▸ **Text provided**:
---+---

As petroleum exploration advances and as most
of the oil–gas reservoirs in shallow layers have been
explored, petroleum exploration starts to move toward deep
basins, which has become an inevitable choice. In this
paper, the petroleum geology features and research progress
on oil–gas reservoirs in deep petroliferous basins
across the world are characterized by using the latest
results of worldwide deep petroleum exploration. Research
has demonstrated that the deep petroleum shows ten major
geological features. (1) While oil–gas reservoirs have been
discovered in many different types of deep petroliferous
basins, most have been discovered in low heat flux deep
basins. (2) Many types of petroliferous traps are developed
in deep basins, and tight oil–gas reservoirs in deep basin
traps are arousing increasing attention. (3) Deep petroleum
normally has more natural gas than liquid oil, and the
natural gas ratio increases with the burial depth. (4) The
residual organic matter in deep source rocks reduces but
the hydrocarbon expulsion rate and efficiency increase with
the burial depth. (5) There are many types of rocks in deep
hydrocarbon reservoirs, and most are clastic rocks and
carbonates. (6) The age of deep hydrocarbon reservoirs is
widely different, but those recently discovered are predominantly
Paleogene and Upper Paleozoic. (7) The
porosity and permeability of deep hydrocarbon reservoirs
differ widely, but they vary in a regular way with lithology
and burial depth. (8) The temperatures of deep oil–gas
reservoirs are widely different, but they typically vary with
the burial depth and basin geothermal gradient. (9) The
pressures of deep oil–gas reservoirs differ significantly, but
they typically vary with burial depth, genesis, and evolution
period. (10) Deep oil–gas reservoirs may exist with or
without a cap, and those without a cap are typically of
unconventional genesis. Over the past decade, six major
steps have been made in the understanding of deep
hydrocarbon reservoir formation. (1) Deep petroleum in
petroliferous basins has multiple sources and many different
genetic mechanisms. (2) There are high-porosity,
high-permeability reservoirs in deep basins, the formation
of which is associated with tectonic events and subsurface
fluid movement. (3) Capillary pressure differences inside
and outside the target reservoir are the principal driving
force of hydrocarbon enrichment in deep basins. (4) There
are three dynamic boundaries for deep oil–gas reservoirs; a
buoyancy-controlled threshold, hydrocarbon accumulation
limits, and the upper limit of hydrocarbon generation. (5)

---+---

▸ **Extracted records**:
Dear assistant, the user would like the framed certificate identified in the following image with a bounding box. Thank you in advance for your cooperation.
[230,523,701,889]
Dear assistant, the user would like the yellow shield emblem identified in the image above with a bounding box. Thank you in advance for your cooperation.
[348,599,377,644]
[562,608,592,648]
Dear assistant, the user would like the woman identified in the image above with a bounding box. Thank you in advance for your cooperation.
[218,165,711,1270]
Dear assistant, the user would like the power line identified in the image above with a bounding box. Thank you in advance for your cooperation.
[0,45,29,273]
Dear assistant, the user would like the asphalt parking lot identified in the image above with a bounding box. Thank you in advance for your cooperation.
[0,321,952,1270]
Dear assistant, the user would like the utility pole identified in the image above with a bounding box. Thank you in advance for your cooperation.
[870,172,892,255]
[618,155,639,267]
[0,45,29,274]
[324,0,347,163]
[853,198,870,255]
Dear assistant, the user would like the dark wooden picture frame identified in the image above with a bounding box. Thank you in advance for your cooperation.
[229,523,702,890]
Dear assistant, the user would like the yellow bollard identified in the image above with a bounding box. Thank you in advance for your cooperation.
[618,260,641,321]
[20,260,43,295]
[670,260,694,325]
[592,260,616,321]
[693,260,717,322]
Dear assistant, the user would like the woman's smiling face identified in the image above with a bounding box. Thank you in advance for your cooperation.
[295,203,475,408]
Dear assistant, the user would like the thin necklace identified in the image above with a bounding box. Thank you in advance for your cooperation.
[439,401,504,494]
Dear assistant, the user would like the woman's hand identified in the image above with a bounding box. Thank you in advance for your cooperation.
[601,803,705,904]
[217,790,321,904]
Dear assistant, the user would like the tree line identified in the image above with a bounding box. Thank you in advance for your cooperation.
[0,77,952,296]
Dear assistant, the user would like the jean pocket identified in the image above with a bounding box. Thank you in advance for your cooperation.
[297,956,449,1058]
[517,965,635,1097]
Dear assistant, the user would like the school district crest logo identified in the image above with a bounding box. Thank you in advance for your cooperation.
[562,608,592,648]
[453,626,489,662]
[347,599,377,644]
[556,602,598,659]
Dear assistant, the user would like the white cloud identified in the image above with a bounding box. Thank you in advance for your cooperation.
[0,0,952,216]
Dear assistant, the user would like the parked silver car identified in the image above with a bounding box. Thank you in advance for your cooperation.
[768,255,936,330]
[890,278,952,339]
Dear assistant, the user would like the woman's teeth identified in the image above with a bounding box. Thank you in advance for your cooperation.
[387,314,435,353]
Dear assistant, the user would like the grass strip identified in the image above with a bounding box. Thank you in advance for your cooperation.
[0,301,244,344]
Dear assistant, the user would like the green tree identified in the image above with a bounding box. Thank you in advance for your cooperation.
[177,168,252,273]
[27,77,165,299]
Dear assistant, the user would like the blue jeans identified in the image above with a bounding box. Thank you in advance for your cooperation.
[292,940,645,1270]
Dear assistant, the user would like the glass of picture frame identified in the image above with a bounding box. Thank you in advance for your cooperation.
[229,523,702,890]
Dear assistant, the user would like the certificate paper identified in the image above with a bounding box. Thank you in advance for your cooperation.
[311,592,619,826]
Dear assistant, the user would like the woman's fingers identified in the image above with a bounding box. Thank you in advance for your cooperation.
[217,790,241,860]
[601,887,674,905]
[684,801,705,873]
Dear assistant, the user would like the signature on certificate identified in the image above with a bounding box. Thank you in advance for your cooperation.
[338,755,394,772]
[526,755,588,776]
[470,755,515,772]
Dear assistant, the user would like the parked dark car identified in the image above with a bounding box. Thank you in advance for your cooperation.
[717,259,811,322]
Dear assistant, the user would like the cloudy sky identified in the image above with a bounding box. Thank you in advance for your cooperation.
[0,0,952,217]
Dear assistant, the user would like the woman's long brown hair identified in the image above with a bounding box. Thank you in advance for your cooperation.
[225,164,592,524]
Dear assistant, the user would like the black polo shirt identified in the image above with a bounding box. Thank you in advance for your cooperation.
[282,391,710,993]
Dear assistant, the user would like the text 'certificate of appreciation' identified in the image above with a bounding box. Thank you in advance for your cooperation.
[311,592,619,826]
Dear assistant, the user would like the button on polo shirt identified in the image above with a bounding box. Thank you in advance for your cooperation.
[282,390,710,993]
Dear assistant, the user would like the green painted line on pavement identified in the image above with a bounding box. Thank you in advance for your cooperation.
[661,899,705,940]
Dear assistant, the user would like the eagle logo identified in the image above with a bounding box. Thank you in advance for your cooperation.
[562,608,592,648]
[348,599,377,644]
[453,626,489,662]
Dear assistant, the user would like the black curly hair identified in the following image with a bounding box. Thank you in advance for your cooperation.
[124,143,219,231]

---+---

▸ **Work instruction 1**:
Using the text on deep petroleum exploration, decide whether each statement agrees with it: (a) Most deep oil–gas reservoirs have been found in high heat flux basins. (b) The natural gas ratio of deep petroleum rises with burial depth. (c) Deep oil–gas reservoirs without a cap are typically of unconventional genesis. For each, answer yes or no and quote the deciding words.
▸ **Work instruction 2**:
According to the text on deep petroleum exploration, what is the principal driving force of hydrocarbon enrichment in deep basins?
The lines have no connection to the text on deep petroleum exploration.

▸ **Answer section 1**:
(a) No: "most have been discovered in low heat flux deep basins"
(b) Yes: "the natural gas ratio increases with the burial depth"
(c) Yes: "those without a cap are typically of unconventional genesis"

▸ **Answer section 2**:
Capillary pressure differences inside and outside the target reservoir.